Repeat the lines of the data that follow, please, starting at the first and stopping after the one with "box: [66, 57, 108, 81]".

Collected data
———
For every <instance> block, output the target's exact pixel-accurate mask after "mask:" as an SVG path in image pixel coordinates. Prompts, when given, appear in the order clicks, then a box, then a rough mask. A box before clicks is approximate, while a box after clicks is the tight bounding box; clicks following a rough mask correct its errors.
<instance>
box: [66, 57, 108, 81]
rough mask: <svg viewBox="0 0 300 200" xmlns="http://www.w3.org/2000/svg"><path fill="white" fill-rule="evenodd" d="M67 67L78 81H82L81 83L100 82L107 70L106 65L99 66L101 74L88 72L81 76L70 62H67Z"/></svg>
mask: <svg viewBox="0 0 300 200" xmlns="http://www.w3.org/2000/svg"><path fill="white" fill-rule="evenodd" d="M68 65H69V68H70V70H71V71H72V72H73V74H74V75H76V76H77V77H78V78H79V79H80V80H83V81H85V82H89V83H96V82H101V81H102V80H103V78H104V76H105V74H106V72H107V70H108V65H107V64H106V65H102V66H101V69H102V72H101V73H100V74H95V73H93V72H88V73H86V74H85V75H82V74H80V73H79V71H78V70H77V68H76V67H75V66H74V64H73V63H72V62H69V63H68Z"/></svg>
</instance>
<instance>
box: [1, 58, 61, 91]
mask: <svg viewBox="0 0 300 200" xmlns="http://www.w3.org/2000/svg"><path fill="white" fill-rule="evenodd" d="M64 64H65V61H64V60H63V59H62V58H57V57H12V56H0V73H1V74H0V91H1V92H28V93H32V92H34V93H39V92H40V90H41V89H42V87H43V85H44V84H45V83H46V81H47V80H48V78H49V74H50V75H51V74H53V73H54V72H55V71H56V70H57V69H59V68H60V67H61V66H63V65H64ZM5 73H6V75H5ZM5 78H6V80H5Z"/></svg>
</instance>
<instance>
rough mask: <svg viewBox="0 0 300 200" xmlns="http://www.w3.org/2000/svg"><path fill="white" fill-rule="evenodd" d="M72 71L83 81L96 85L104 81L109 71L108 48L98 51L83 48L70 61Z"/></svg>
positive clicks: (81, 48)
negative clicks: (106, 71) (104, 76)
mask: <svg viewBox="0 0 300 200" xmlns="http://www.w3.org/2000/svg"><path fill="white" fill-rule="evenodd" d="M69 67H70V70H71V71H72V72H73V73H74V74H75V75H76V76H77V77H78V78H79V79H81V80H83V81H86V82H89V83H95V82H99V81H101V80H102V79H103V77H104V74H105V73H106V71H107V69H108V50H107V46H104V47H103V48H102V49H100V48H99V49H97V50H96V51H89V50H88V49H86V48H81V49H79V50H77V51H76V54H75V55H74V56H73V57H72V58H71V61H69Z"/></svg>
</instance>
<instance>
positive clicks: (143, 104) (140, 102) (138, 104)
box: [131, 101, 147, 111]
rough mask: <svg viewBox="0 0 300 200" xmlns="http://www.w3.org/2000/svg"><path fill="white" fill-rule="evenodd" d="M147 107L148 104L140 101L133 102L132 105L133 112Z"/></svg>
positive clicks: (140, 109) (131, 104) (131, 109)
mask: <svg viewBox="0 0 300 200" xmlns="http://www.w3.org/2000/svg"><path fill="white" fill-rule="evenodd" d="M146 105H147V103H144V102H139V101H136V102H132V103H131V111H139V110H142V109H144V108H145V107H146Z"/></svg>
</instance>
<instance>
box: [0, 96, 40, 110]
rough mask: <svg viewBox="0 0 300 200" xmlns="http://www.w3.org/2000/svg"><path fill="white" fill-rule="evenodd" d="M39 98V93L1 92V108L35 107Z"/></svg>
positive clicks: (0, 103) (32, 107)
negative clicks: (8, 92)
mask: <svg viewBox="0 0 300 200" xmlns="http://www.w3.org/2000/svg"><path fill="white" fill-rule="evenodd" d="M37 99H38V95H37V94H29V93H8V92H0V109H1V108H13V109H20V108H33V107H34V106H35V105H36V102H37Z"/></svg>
———
**SOLUTION TO THE PROBLEM:**
For every <instance> block, output the target's exact pixel-accurate mask after "mask:" as an SVG path in image pixel coordinates. Prompts, when given, appear in the order clicks, then a box, then a rough mask. A box before clicks is approximate, while a box after clicks is the tight bounding box; clicks following a rough mask correct its errors.
<instance>
box: [66, 57, 108, 81]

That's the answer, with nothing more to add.